[Set exercise]: Can you convert the lines in the entries below into a JSON list of strings, one string per line with blank lines omitted? Begin at the line that has "Query: yellow taxi" and stop after the line that has "Give the mask of the yellow".

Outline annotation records
****************

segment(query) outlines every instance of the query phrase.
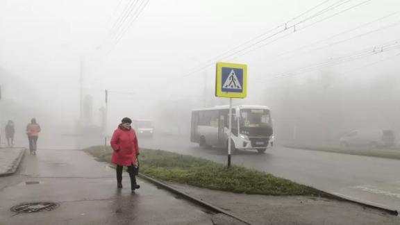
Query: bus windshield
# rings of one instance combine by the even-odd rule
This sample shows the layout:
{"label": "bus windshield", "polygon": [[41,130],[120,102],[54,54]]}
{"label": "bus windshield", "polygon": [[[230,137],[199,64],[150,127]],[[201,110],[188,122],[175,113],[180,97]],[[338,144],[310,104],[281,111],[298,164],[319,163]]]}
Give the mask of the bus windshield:
{"label": "bus windshield", "polygon": [[151,122],[150,121],[138,121],[136,122],[136,126],[138,128],[151,128]]}
{"label": "bus windshield", "polygon": [[266,109],[242,109],[240,110],[240,124],[245,127],[270,126],[269,110]]}

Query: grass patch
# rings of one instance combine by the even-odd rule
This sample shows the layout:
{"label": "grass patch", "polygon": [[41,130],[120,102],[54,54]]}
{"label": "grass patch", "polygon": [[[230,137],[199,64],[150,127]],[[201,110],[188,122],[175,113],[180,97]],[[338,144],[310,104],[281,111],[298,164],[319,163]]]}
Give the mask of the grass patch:
{"label": "grass patch", "polygon": [[372,156],[372,157],[400,160],[400,149],[397,148],[372,149],[368,147],[347,147],[341,146],[301,145],[301,144],[285,144],[285,147],[292,149],[335,152],[349,155]]}
{"label": "grass patch", "polygon": [[[110,162],[110,148],[92,147],[84,149],[99,159]],[[172,152],[141,149],[140,172],[153,178],[193,186],[265,195],[326,196],[319,190],[276,177],[265,172],[225,165],[200,158]]]}

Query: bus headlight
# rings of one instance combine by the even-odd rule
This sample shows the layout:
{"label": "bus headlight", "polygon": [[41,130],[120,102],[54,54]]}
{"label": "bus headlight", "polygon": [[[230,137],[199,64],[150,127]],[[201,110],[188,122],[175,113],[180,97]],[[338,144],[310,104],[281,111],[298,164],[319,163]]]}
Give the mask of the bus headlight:
{"label": "bus headlight", "polygon": [[240,134],[239,137],[240,137],[240,138],[249,140],[249,137],[246,135]]}

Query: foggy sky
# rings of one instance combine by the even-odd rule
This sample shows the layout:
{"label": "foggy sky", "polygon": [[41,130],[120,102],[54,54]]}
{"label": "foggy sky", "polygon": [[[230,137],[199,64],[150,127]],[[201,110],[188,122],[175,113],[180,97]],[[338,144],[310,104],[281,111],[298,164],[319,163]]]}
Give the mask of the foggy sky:
{"label": "foggy sky", "polygon": [[[328,6],[337,1],[331,0]],[[363,1],[351,1],[326,15]],[[41,115],[42,120],[50,115],[58,124],[72,123],[79,115],[82,66],[84,94],[94,98],[94,121],[99,123],[99,109],[104,106],[103,90],[108,89],[109,124],[117,124],[126,115],[157,117],[160,113],[157,110],[167,107],[163,103],[187,106],[183,110],[227,103],[227,99],[213,97],[214,65],[185,76],[210,60],[248,65],[249,97],[235,99],[235,103],[268,105],[278,111],[283,110],[279,106],[284,104],[283,101],[289,101],[283,98],[285,92],[293,91],[293,87],[300,90],[299,87],[306,86],[310,79],[318,79],[326,71],[338,74],[331,81],[338,93],[349,89],[367,92],[362,87],[376,83],[377,74],[398,74],[399,67],[390,61],[374,67],[375,73],[372,69],[356,69],[399,53],[399,50],[304,74],[296,72],[366,48],[372,51],[375,46],[400,39],[399,13],[303,52],[282,55],[396,12],[400,9],[397,0],[372,0],[304,30],[303,25],[299,26],[299,31],[290,35],[244,56],[215,58],[322,2],[151,0],[115,44],[115,40],[109,38],[115,35],[112,28],[130,1],[122,0],[119,4],[119,1],[110,0],[3,0],[0,1],[3,97],[33,108],[32,112]],[[392,26],[383,28],[388,26]],[[379,28],[382,30],[361,35]],[[358,35],[360,36],[326,47]],[[307,51],[318,47],[322,49]],[[285,73],[296,76],[268,79]],[[21,97],[21,92],[25,92],[28,97]],[[366,97],[360,98],[364,101]],[[292,103],[286,103],[289,102]],[[354,115],[356,112],[359,112]],[[31,117],[26,114],[24,119]],[[7,119],[1,118],[2,124]]]}

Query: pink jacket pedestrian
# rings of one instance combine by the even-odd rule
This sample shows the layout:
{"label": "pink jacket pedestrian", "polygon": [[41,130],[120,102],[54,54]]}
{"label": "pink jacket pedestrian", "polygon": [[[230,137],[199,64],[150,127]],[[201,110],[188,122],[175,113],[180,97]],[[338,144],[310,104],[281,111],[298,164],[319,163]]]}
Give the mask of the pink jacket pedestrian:
{"label": "pink jacket pedestrian", "polygon": [[119,124],[112,134],[110,141],[114,150],[111,162],[120,166],[130,166],[136,163],[136,156],[139,154],[139,146],[135,131]]}

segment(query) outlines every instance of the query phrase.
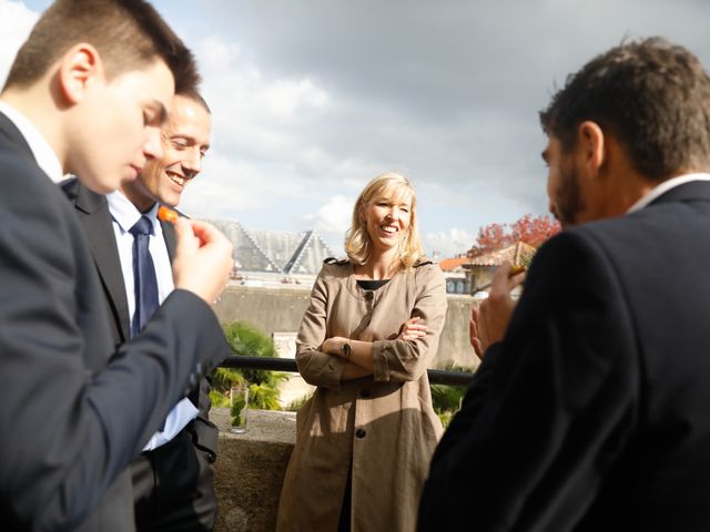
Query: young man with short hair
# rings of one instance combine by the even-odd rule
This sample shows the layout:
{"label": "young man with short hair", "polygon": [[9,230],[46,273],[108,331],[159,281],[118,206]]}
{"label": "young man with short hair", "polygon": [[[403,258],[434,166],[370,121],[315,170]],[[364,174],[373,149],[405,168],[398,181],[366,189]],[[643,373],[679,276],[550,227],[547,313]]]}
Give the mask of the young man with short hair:
{"label": "young man with short hair", "polygon": [[192,54],[150,4],[59,0],[0,94],[0,522],[9,530],[133,530],[126,466],[229,355],[210,308],[232,265],[223,235],[176,223],[175,290],[116,349],[84,233],[51,182],[73,173],[106,193],[135,178],[162,156],[175,88],[196,80]]}
{"label": "young man with short hair", "polygon": [[[103,279],[103,294],[112,316],[116,345],[131,338],[140,290],[133,270],[135,239],[131,228],[150,222],[149,253],[155,270],[154,298],[160,304],[173,289],[171,260],[175,231],[156,216],[160,205],[175,207],[185,186],[202,170],[210,149],[210,110],[197,93],[175,94],[161,129],[162,156],[151,158],[134,181],[108,196],[95,194],[73,178],[62,185],[89,237],[89,246]],[[200,386],[169,413],[131,463],[138,531],[207,531],[214,526],[216,497],[211,463],[216,458],[217,428],[209,420],[210,383]]]}
{"label": "young man with short hair", "polygon": [[710,530],[710,78],[662,39],[568,78],[540,113],[550,208],[517,307],[432,460],[419,530]]}

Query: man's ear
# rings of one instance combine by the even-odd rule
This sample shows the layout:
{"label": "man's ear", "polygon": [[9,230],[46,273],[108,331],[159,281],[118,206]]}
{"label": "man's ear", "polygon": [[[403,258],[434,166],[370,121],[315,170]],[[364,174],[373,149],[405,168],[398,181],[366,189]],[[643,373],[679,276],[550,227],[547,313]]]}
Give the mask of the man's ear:
{"label": "man's ear", "polygon": [[599,124],[592,121],[585,121],[577,130],[577,142],[580,146],[579,156],[590,176],[598,176],[607,163],[606,137]]}
{"label": "man's ear", "polygon": [[60,61],[59,88],[68,104],[81,102],[97,83],[105,82],[103,61],[99,51],[88,43],[71,47]]}

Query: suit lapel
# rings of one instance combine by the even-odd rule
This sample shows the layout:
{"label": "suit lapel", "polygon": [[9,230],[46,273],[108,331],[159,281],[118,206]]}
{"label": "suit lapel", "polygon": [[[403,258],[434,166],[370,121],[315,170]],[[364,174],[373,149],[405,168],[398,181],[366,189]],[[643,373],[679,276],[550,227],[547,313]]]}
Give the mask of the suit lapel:
{"label": "suit lapel", "polygon": [[163,239],[165,241],[165,247],[168,248],[168,257],[170,257],[170,264],[173,263],[175,257],[175,228],[170,222],[160,221],[160,226],[163,228]]}
{"label": "suit lapel", "polygon": [[112,311],[120,323],[121,341],[130,338],[129,304],[121,272],[121,258],[113,233],[111,213],[105,196],[79,185],[75,201],[79,217],[87,234],[99,276],[106,290]]}

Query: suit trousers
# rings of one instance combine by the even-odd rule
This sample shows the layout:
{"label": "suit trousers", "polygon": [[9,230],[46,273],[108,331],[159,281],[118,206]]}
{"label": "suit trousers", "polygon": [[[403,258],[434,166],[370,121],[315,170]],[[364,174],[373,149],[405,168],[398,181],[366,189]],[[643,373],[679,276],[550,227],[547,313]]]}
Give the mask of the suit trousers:
{"label": "suit trousers", "polygon": [[206,453],[183,429],[164,446],[131,463],[138,532],[203,532],[217,512]]}

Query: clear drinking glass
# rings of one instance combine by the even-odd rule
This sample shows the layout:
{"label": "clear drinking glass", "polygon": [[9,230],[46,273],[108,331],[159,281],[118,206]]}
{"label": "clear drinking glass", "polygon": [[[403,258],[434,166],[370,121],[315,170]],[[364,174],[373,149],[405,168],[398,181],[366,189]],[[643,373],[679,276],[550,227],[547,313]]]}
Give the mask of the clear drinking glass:
{"label": "clear drinking glass", "polygon": [[230,388],[230,432],[246,432],[246,413],[248,411],[248,386],[234,385]]}

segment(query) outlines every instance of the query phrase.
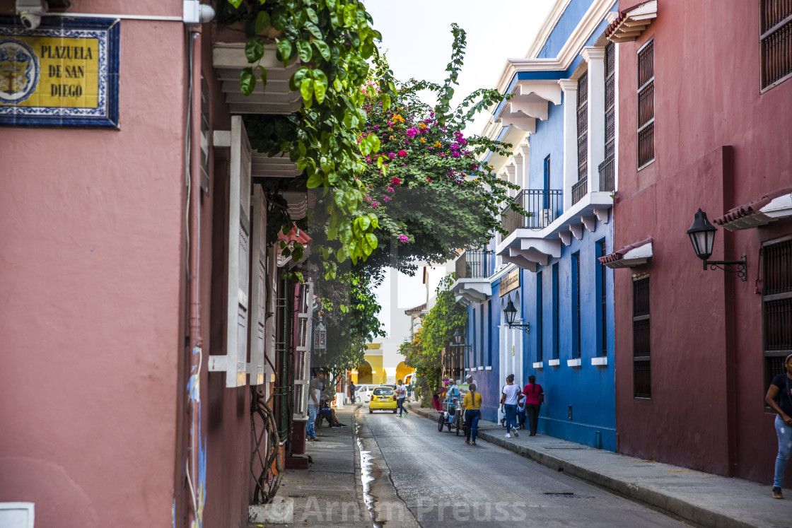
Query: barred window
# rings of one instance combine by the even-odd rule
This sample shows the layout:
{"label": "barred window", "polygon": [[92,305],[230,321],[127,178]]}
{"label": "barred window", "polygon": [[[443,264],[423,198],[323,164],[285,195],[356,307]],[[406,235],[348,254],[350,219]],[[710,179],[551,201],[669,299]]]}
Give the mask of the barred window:
{"label": "barred window", "polygon": [[654,40],[638,51],[638,169],[654,161]]}
{"label": "barred window", "polygon": [[649,277],[633,279],[633,397],[652,397]]}
{"label": "barred window", "polygon": [[792,237],[762,248],[762,334],[767,391],[792,354]]}
{"label": "barred window", "polygon": [[792,76],[792,0],[761,0],[762,89]]}

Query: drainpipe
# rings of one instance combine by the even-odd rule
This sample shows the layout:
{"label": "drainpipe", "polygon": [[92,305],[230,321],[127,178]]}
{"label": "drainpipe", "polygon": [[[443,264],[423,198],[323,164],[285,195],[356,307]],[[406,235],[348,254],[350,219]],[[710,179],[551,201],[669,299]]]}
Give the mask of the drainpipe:
{"label": "drainpipe", "polygon": [[192,527],[203,524],[203,495],[200,486],[199,458],[200,454],[200,90],[201,90],[201,31],[200,25],[190,28],[189,45],[192,47],[190,59],[190,111],[189,116],[189,262],[188,281],[189,290],[189,382],[188,405],[189,410],[189,450],[186,468],[190,484],[192,507],[188,509],[187,526]]}

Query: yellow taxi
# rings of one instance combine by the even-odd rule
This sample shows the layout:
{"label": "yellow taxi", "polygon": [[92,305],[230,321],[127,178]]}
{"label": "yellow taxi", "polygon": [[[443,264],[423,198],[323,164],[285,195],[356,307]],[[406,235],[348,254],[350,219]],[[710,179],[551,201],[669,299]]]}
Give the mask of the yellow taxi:
{"label": "yellow taxi", "polygon": [[369,414],[376,409],[392,409],[394,414],[396,414],[396,391],[393,388],[383,386],[375,387],[371,391],[371,401],[368,404]]}

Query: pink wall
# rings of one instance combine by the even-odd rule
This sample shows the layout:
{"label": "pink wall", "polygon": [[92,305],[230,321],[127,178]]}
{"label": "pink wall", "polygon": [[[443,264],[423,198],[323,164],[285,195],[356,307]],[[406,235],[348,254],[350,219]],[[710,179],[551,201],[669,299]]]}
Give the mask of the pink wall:
{"label": "pink wall", "polygon": [[171,526],[184,67],[183,25],[124,21],[120,130],[0,128],[0,501],[36,526]]}
{"label": "pink wall", "polygon": [[[703,271],[685,234],[698,207],[712,219],[792,180],[792,82],[760,93],[759,25],[758,2],[664,0],[619,45],[615,247],[652,236],[654,256],[632,270],[651,273],[651,402],[632,397],[633,273],[615,274],[616,422],[621,452],[764,481],[776,440],[754,282],[760,241],[792,222],[718,230],[713,260],[746,254],[745,283]],[[637,172],[636,54],[653,37],[656,161]]]}

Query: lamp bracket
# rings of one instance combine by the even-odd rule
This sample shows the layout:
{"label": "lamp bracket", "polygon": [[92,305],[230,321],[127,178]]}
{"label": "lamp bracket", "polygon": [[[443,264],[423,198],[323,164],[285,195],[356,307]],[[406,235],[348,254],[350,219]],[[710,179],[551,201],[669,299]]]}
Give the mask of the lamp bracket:
{"label": "lamp bracket", "polygon": [[508,328],[510,328],[510,329],[523,329],[523,330],[525,332],[525,333],[531,333],[531,332],[529,332],[529,327],[530,326],[531,326],[530,323],[527,323],[527,324],[525,324],[525,325],[517,325],[516,323],[508,323]]}
{"label": "lamp bracket", "polygon": [[[707,266],[713,270],[722,269],[729,273],[737,273],[744,283],[748,280],[748,265],[744,255],[739,260],[704,260],[704,269]],[[737,269],[732,269],[732,266],[736,266]]]}

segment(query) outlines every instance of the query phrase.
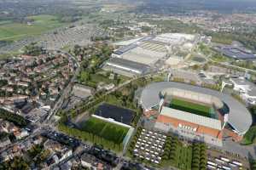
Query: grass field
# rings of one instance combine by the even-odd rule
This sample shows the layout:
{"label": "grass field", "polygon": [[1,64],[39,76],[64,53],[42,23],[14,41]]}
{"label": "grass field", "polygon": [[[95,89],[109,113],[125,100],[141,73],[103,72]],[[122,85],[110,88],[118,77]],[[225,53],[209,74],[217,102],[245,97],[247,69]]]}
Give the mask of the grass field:
{"label": "grass field", "polygon": [[211,108],[207,105],[202,105],[179,99],[172,99],[170,107],[196,115],[211,117]]}
{"label": "grass field", "polygon": [[120,144],[128,128],[102,120],[91,117],[82,127],[82,130],[100,136],[105,139]]}
{"label": "grass field", "polygon": [[35,15],[27,18],[34,20],[32,25],[0,21],[0,41],[14,41],[27,36],[39,35],[63,25],[53,15]]}

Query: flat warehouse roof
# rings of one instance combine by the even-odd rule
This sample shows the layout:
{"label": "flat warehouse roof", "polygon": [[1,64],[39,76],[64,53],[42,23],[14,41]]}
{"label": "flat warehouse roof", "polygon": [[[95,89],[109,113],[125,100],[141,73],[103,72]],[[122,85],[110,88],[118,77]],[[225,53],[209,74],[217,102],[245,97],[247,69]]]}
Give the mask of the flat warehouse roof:
{"label": "flat warehouse roof", "polygon": [[241,59],[241,60],[256,59],[256,55],[247,53],[245,51],[242,51],[241,49],[236,48],[217,47],[215,48],[215,49],[217,51],[223,53],[224,55],[234,59]]}
{"label": "flat warehouse roof", "polygon": [[108,60],[107,62],[107,64],[108,63],[120,65],[120,66],[136,70],[136,71],[139,71],[141,72],[146,72],[149,69],[149,67],[146,65],[143,65],[141,63],[137,63],[137,62],[127,60],[124,60],[124,59],[119,59],[119,58],[112,58],[110,60]]}
{"label": "flat warehouse roof", "polygon": [[251,113],[245,105],[232,98],[230,95],[209,88],[181,82],[161,82],[149,84],[142,93],[140,101],[144,109],[151,109],[152,107],[158,105],[160,101],[160,92],[169,88],[194,91],[218,98],[229,106],[230,113],[228,122],[239,133],[246,133],[252,125],[253,119]]}

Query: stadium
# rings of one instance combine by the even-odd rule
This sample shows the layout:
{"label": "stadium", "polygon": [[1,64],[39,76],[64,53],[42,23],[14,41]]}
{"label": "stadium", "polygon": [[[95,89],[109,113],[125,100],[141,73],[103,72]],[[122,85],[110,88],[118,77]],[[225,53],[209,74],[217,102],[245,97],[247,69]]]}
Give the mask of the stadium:
{"label": "stadium", "polygon": [[231,96],[181,82],[149,84],[140,104],[155,118],[154,128],[218,146],[224,135],[241,139],[253,122],[245,105]]}

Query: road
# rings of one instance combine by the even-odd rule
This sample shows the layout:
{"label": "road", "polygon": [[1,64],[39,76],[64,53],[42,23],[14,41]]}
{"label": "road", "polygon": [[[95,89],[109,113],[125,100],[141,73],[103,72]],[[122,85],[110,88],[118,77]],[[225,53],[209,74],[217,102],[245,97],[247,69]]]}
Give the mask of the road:
{"label": "road", "polygon": [[59,98],[58,101],[55,103],[53,109],[50,110],[50,112],[46,119],[46,122],[49,121],[50,118],[52,117],[52,116],[54,116],[61,109],[64,99],[68,97],[68,95],[72,90],[72,88],[73,88],[73,83],[75,81],[75,79],[80,71],[80,64],[74,56],[71,55],[70,54],[68,54],[67,52],[61,51],[61,50],[58,50],[58,51],[68,55],[69,58],[72,59],[75,62],[75,65],[77,65],[77,69],[76,69],[75,73],[73,74],[73,77],[69,81],[67,86],[62,91],[62,94],[61,94],[61,97]]}

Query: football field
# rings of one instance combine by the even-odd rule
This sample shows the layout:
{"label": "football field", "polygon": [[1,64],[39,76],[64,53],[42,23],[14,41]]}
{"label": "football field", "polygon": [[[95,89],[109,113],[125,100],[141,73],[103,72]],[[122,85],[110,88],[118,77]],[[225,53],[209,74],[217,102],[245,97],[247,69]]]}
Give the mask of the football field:
{"label": "football field", "polygon": [[172,99],[170,107],[186,112],[211,117],[211,107],[201,104],[195,104],[174,98]]}
{"label": "football field", "polygon": [[123,142],[129,128],[102,121],[95,117],[90,118],[83,126],[83,130],[105,139],[120,144]]}

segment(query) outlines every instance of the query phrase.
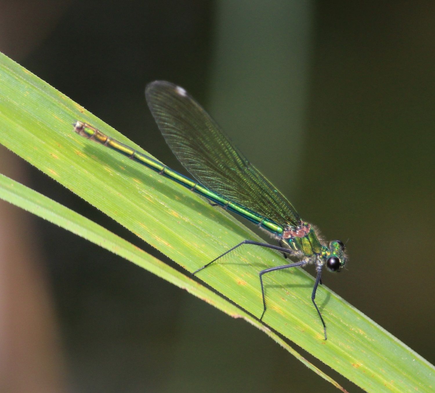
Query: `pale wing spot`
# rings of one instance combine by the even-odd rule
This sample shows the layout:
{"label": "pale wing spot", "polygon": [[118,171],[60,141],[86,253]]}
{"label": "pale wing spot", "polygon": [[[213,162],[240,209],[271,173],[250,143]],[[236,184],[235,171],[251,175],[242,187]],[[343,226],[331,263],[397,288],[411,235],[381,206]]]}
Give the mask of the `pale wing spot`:
{"label": "pale wing spot", "polygon": [[175,87],[175,91],[180,95],[182,95],[183,97],[185,97],[187,95],[187,92],[186,91],[183,87],[181,87],[180,86],[177,86]]}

****************

[Exercise result]:
[
  "Query: yellow taxi",
  "# rings of one instance combine by the even-odd rule",
  "This sample shows the layout:",
  "{\"label\": \"yellow taxi\", \"polygon\": [[92,305],[230,321],[127,178]]}",
  "{\"label\": \"yellow taxi\", \"polygon\": [[[443,264],[423,198],[323,164],[285,195],[356,307]],[[406,235],[348,254],[350,219]],[[710,179],[551,201],[669,299]]]}",
  "Give the mask of the yellow taxi:"
]